What you will do: How many lines of the data below contain the string "keys"? Give only the number.

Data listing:
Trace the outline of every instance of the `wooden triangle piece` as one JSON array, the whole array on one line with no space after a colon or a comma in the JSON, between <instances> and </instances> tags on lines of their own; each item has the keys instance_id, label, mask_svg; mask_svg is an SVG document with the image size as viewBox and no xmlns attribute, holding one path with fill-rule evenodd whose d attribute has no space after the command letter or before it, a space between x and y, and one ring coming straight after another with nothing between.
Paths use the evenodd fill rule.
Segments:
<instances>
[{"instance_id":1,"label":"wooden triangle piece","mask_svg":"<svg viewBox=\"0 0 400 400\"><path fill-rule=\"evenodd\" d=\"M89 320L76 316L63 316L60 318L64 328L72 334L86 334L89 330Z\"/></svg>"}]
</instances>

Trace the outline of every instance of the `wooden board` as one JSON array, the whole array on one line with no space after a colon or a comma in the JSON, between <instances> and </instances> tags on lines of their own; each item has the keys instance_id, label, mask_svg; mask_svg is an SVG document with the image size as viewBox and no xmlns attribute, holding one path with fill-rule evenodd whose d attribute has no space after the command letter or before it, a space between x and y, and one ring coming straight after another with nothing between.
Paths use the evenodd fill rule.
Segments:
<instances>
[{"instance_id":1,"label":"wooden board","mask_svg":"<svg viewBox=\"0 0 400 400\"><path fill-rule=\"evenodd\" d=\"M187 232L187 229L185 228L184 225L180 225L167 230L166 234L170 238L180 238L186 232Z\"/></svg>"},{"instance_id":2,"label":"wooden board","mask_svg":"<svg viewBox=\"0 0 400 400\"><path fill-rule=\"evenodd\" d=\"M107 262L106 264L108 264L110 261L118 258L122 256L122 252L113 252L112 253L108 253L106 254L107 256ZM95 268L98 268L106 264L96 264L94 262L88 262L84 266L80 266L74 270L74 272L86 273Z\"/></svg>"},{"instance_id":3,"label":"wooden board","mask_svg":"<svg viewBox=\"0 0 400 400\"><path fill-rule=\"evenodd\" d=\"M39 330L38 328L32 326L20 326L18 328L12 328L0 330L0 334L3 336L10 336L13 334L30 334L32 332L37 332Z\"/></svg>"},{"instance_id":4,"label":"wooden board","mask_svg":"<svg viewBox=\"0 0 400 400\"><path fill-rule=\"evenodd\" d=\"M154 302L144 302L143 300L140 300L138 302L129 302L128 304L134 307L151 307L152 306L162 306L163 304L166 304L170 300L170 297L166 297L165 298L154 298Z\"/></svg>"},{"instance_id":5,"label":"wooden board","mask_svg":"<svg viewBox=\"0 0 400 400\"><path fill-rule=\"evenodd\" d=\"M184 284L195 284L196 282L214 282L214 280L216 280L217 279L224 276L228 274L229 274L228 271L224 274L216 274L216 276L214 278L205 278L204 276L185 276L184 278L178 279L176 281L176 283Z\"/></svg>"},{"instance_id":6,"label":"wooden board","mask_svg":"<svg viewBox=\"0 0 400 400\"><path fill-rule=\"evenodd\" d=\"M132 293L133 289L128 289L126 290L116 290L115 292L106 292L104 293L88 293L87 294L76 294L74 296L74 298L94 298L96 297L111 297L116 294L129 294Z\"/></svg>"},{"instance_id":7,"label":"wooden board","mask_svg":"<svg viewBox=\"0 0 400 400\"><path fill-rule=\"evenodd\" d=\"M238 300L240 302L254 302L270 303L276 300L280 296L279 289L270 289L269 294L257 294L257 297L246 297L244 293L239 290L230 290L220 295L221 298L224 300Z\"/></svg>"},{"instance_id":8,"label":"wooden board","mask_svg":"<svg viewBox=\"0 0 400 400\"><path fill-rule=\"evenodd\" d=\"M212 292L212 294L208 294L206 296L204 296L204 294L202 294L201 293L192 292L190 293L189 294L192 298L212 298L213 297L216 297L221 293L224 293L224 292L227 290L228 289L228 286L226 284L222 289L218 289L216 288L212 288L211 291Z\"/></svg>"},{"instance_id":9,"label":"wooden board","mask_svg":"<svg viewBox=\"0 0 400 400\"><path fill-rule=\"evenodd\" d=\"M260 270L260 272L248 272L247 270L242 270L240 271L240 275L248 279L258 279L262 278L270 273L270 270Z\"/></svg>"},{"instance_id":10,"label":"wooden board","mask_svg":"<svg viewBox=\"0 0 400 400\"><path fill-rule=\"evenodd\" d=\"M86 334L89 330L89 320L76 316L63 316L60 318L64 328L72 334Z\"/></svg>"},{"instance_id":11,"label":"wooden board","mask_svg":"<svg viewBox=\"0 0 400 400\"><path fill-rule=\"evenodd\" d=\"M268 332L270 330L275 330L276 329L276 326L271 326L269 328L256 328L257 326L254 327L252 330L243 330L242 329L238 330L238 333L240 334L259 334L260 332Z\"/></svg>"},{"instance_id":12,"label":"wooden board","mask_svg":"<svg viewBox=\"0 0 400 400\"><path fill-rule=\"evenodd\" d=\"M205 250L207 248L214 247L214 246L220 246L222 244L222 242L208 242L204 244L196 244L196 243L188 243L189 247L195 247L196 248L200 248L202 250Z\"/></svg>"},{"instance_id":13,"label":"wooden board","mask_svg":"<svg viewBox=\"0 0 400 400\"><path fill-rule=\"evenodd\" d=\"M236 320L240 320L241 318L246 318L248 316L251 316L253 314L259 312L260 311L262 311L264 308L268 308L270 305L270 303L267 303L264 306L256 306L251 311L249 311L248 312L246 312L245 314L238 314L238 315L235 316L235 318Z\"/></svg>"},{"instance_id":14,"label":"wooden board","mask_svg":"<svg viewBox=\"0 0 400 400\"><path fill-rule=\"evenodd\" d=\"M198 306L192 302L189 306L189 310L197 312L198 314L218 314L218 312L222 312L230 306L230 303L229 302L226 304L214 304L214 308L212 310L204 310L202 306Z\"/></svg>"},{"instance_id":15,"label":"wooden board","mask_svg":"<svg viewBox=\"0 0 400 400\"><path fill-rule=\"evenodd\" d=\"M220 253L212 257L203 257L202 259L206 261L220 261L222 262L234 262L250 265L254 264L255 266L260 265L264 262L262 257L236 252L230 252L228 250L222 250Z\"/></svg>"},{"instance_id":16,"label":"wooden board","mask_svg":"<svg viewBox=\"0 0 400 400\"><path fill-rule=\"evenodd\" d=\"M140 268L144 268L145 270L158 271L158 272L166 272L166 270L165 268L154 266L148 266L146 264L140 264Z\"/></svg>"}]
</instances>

Output for this exercise: 2